**PAGE TEXT:**

May 2005
Dear Dale: My girlfriend does not want an exclusive relationship with me, although she had a six-year monogamous relationship with her ex. We have been dating for six months. She says she loves me. She says that she will be honest with me when she sleeps with other women. Or, if I prefer, she will not disclose the details. The idea of this arrangement makes me feel like I did when my father married another woman only one month after my mother died. I was seventeen years old at the time. So I have a fear of desertion. I have made a decision to leave this woman. I do not believe that I can be her friend. I do not blame her; she has neither lied to nor manipulated me. But I feel sad that this connection stops here. You must have clients and readers that feel disappointed or defeated sometimes. What advice would you give us in my situation? This lesbian is ready for solutions. –Candice via e-mail from San Ramon
Dear Candice: Contemplate the blessings that lie sleeping in these unfortunate circumstances. For example, you are lucky to have a capacity for love even though the dating process can be painful. Are there any lessons to be learned? Consider whether, after a couple of months of consistently dating a candidate, it is appropriate to check in with them about whether your aims are compatible: marriage or not, cohabiting or not, monogamy or not, etc. This does not imply pressure. It simply identifies whether a future together is even an option. One learns to identify ill-fated matches quicker as a result of experiences like yours. With newfound information, you improve your process for finding your match. I recommend you keep your options open, and meet multiple candidates until the right one is mutually distinguished.

**DATASET:**

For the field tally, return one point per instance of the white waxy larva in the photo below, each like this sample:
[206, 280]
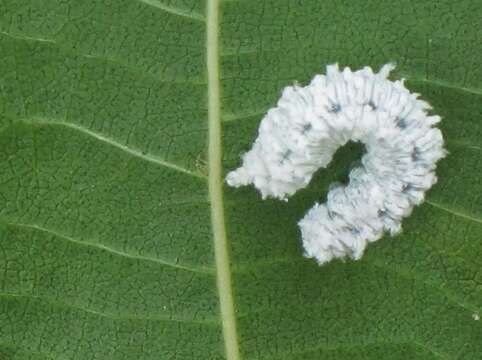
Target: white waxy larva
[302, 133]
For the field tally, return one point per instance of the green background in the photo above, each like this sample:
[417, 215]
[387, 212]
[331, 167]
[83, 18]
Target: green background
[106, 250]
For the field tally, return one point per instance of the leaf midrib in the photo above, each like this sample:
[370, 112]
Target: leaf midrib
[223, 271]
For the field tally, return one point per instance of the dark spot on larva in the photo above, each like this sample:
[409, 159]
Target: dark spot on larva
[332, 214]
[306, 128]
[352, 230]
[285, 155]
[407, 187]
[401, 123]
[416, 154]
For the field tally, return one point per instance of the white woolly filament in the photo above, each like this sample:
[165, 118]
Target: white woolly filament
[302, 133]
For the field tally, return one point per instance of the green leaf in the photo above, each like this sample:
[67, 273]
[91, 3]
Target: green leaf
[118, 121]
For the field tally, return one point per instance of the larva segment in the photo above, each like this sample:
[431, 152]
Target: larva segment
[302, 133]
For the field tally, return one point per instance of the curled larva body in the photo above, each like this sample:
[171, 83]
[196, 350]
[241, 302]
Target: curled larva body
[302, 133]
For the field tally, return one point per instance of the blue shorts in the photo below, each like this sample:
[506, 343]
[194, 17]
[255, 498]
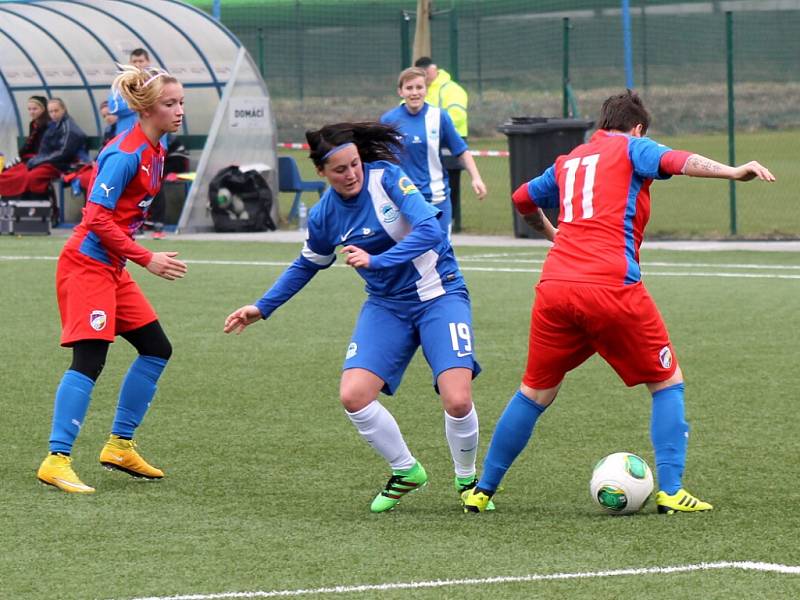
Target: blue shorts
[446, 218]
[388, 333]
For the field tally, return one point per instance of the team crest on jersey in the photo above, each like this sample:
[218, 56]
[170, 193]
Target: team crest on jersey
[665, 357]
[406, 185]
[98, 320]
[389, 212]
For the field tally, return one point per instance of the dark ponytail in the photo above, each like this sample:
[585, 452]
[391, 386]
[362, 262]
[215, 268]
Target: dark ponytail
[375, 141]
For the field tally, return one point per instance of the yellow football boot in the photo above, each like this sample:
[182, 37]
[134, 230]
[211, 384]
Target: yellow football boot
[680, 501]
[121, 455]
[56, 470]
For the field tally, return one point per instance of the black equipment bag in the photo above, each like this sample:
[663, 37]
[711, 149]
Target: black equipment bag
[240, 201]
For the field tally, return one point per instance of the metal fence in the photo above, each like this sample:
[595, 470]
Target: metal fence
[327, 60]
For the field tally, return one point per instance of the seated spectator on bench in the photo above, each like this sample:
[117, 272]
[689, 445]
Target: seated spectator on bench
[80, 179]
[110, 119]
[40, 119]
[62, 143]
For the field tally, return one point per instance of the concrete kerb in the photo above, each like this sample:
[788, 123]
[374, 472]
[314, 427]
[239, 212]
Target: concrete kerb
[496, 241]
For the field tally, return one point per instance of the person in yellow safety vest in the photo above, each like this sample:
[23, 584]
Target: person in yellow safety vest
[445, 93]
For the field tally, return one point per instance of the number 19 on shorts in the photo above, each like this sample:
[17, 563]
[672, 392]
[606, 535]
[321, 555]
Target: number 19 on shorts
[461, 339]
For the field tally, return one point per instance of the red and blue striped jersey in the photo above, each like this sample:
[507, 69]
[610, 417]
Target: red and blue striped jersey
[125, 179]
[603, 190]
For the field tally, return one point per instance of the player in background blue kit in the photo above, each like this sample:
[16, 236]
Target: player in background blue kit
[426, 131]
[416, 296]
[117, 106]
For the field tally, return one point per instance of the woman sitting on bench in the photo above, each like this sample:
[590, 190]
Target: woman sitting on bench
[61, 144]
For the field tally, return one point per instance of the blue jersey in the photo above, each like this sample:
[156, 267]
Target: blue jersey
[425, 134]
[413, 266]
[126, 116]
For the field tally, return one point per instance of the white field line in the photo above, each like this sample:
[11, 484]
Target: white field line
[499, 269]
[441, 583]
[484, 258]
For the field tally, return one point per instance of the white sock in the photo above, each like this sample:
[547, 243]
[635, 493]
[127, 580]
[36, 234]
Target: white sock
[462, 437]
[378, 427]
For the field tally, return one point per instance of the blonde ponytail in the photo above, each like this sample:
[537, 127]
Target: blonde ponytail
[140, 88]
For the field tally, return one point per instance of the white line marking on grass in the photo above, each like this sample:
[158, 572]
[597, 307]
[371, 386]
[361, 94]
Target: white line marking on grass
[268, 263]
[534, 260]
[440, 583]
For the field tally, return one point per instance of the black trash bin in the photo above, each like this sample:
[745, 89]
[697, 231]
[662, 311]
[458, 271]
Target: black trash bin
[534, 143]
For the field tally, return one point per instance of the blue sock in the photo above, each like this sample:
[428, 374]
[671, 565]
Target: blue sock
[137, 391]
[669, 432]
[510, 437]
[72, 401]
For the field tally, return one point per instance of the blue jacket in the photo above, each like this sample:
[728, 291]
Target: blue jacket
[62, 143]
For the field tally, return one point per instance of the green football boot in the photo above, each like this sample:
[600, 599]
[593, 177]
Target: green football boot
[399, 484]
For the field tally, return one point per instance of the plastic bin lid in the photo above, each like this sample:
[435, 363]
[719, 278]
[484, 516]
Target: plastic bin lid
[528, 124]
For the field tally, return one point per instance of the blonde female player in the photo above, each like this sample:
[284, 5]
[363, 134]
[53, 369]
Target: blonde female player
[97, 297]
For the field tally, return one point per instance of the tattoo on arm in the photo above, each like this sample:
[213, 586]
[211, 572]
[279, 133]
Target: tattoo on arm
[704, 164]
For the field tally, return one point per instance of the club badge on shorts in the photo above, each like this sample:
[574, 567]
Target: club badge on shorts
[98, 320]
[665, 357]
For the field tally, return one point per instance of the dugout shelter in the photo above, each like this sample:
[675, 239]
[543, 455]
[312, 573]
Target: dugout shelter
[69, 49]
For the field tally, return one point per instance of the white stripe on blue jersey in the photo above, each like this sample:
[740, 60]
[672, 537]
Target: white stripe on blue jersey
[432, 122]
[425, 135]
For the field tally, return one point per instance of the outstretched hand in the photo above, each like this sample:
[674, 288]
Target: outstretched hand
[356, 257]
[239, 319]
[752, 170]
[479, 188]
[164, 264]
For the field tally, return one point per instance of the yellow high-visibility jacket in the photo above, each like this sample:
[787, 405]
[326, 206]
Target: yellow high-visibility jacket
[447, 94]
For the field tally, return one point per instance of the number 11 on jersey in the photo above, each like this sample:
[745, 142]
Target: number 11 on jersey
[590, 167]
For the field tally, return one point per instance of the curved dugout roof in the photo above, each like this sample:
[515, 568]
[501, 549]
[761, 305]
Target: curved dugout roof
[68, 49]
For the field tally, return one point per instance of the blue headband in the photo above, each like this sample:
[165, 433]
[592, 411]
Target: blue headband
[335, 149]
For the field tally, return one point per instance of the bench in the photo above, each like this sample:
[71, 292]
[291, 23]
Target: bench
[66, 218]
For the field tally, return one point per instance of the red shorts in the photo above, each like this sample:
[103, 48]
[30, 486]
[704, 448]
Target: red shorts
==
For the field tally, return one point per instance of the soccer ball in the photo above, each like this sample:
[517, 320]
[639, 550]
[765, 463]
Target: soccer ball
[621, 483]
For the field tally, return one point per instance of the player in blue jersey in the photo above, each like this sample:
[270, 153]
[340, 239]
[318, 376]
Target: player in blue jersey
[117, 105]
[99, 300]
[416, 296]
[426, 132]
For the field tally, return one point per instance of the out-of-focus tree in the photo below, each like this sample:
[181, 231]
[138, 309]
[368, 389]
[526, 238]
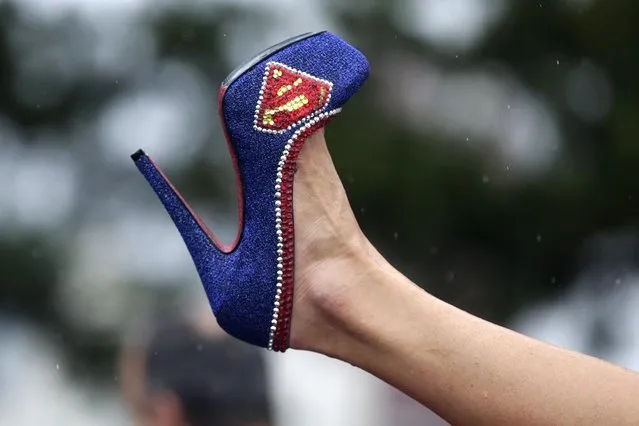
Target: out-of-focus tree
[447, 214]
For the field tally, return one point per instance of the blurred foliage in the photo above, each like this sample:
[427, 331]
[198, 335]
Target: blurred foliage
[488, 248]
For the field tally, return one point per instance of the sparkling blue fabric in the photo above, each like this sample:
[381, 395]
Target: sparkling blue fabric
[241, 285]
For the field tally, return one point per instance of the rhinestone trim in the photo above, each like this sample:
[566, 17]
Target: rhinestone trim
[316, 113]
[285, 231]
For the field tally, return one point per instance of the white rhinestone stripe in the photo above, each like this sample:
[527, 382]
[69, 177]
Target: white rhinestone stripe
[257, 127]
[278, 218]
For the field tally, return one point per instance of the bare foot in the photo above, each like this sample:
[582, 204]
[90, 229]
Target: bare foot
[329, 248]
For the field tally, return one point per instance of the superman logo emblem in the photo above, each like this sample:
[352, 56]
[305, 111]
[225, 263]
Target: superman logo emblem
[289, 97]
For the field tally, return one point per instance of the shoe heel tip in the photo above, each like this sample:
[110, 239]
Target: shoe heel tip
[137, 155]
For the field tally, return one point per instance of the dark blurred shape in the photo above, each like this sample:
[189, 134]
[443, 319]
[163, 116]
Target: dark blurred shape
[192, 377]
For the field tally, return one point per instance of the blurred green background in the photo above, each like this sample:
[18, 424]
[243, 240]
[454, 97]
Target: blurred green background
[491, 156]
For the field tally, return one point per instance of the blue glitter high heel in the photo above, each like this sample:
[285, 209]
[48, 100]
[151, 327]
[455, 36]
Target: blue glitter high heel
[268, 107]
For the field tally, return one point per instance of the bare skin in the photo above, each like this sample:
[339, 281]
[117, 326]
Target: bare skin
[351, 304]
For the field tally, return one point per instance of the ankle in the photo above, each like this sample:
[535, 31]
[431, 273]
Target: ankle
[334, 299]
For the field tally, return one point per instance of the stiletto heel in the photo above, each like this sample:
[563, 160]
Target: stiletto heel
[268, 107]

**STUDY QUESTIONS:**
#1 Translate this sentence from the advice column into Spanish: "One learns to identify ill-fated matches quicker as a result of experiences like yours."
#2 Carry on the advice column from its final sentence.
The listing is separate material with no connection to the advice column.

**ANSWERS PROVIDED:**
#1 Uno aprende a identificar más rápido las parejas condenadas al fracaso gracias a experiencias como la tuya.

#2
Your situation could be far worse, Candice. I correspond with people that stay in the wrong relationships for decades before moving on. You and you ex now have freedom to find the right mix of passion, synergy and trust with the right matches. Congratulations on creating instead of stagnating.
Dear Dale: You have been talking about a book for years. So where is it? –Jay from South San Francisco via e-mail.
Dear Jay: Dr. Leslie Morgan, a clinical psychologist, is co-authoring the book with me. The title is Secrets of A Gay Matchmaker. We envision the book publishing by Valentine’s Day 2007. Dr. Morgan has been of great help. Our book demonstrates ideas that help single lgbt individuals navigate the opportunities and obstacles we face in finding and bonding with the right life-partner.